* Given instruction: Write out the rows exactly, starting at the line that contains "# segment the open palm" and ending at the last line of the rows, with both of those lines included.

◇ ◇ ◇ ◇ ◇

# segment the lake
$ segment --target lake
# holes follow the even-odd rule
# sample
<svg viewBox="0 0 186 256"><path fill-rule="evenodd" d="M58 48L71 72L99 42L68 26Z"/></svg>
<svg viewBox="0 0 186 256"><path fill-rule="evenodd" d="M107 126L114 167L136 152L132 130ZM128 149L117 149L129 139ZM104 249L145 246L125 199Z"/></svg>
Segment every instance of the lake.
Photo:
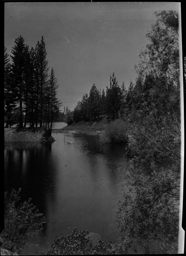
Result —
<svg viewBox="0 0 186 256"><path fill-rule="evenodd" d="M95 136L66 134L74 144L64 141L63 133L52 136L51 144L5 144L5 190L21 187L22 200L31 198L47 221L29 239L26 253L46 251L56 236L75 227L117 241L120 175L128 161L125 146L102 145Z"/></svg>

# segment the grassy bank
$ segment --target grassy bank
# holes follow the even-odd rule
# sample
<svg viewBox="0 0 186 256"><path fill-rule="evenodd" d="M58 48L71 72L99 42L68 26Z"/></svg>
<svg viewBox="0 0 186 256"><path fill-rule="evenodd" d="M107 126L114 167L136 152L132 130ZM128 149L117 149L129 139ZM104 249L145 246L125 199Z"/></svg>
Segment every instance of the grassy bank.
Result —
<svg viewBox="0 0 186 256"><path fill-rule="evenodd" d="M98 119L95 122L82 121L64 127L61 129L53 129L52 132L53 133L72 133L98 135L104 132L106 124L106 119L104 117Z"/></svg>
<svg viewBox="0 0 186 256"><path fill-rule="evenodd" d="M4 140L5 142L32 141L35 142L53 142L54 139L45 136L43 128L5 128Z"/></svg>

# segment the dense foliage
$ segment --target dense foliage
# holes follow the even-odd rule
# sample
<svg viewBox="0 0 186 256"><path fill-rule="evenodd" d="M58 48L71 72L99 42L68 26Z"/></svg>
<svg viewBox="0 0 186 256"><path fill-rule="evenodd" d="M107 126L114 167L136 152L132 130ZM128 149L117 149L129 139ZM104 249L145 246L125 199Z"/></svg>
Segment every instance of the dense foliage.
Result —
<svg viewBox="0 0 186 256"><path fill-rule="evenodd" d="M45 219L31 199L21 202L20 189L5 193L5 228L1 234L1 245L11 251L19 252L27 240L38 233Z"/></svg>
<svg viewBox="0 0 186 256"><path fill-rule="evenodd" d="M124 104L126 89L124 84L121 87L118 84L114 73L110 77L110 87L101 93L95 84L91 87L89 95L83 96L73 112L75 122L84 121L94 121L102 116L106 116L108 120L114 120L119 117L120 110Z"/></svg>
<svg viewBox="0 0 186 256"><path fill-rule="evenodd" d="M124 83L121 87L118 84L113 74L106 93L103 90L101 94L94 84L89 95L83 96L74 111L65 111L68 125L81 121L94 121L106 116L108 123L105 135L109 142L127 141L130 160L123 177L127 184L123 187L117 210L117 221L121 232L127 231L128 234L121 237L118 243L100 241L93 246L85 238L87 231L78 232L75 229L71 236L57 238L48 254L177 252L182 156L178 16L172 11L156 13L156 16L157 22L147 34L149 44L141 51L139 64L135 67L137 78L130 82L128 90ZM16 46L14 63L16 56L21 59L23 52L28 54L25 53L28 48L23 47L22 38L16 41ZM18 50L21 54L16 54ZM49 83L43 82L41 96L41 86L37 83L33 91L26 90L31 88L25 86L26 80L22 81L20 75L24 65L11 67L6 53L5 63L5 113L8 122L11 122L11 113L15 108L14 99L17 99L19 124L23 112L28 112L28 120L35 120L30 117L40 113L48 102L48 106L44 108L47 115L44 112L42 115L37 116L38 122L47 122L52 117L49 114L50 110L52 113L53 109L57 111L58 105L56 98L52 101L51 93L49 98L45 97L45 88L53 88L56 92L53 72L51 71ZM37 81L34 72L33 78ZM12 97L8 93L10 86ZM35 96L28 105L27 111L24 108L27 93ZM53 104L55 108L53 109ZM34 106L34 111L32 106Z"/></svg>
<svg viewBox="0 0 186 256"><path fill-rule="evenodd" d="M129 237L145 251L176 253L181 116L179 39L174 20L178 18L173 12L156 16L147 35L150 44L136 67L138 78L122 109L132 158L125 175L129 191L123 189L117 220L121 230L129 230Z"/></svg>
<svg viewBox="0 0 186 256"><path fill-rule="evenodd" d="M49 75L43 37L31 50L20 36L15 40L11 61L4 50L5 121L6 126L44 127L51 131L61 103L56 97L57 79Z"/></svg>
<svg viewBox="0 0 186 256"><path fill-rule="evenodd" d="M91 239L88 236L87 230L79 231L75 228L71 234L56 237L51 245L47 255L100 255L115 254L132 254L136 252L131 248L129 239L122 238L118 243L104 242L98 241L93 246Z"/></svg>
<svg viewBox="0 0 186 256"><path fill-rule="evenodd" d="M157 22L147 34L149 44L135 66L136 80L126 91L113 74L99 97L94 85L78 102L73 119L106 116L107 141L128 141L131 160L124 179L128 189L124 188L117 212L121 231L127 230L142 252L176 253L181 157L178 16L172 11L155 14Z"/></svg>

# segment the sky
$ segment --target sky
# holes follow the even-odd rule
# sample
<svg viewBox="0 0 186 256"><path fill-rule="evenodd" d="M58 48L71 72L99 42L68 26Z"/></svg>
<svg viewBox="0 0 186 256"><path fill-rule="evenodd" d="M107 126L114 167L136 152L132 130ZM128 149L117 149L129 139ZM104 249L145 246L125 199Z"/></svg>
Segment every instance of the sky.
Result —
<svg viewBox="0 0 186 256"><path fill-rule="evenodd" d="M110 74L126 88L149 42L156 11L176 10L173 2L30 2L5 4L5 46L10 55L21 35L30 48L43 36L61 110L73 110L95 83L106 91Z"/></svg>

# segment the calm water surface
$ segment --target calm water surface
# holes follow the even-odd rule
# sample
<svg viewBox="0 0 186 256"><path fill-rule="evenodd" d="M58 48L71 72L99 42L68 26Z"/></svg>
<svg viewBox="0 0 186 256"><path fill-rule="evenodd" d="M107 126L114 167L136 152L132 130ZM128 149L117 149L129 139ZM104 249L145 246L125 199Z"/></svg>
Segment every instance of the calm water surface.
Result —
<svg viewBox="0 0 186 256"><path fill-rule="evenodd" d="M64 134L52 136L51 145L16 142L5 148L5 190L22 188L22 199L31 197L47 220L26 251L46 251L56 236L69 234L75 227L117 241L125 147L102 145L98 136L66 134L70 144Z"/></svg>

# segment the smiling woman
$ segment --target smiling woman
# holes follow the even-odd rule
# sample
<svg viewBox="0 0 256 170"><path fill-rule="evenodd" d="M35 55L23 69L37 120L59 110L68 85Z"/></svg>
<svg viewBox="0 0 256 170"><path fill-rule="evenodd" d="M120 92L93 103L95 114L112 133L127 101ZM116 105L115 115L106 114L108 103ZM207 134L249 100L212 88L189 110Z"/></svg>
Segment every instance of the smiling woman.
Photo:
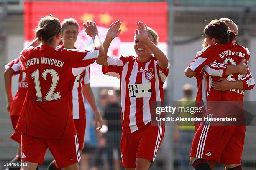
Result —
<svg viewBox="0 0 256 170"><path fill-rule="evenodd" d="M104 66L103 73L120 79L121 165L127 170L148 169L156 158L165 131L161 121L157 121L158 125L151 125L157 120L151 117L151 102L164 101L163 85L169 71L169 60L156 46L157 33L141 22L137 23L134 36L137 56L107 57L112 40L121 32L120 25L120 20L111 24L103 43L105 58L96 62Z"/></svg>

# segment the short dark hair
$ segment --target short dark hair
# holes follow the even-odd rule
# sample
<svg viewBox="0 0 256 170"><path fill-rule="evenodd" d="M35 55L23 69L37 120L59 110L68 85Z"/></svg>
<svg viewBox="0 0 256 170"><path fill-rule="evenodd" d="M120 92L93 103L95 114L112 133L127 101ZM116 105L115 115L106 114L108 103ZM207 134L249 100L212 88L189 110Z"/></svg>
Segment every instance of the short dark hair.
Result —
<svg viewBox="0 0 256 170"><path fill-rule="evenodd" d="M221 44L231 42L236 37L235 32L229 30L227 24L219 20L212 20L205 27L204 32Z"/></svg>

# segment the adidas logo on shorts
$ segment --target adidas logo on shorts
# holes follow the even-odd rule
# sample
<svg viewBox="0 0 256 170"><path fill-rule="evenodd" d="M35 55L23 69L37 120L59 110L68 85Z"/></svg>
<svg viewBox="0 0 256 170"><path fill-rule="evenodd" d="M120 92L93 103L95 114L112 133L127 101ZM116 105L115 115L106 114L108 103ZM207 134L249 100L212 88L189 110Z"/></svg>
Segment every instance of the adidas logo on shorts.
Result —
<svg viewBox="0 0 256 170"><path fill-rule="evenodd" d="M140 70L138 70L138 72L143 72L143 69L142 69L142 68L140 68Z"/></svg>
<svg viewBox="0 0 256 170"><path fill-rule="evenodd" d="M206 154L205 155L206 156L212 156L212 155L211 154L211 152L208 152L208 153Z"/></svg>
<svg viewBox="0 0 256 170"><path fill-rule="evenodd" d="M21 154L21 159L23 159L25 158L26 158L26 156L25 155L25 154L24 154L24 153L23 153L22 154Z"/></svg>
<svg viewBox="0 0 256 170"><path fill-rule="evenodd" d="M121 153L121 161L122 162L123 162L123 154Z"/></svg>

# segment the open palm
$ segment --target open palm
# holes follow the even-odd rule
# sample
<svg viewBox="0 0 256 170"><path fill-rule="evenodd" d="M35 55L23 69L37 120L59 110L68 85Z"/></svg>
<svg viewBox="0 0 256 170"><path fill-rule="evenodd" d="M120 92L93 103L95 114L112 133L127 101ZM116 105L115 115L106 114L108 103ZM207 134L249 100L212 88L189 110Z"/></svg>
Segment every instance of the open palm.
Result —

◇ ◇ ◇ ◇ ◇

* Solution for this problem:
# segment the open palm
$ segment --target open palm
# holes follow the even-odd rule
# sample
<svg viewBox="0 0 256 170"><path fill-rule="evenodd" d="M35 55L23 69L37 120L59 110L68 85Z"/></svg>
<svg viewBox="0 0 256 170"><path fill-rule="evenodd" d="M120 92L93 103L95 114L112 133L127 101ZM116 105L115 115L106 114L108 103ZM207 134L249 100L212 88L189 110Z"/></svg>
Segment every instance of the open palm.
Result —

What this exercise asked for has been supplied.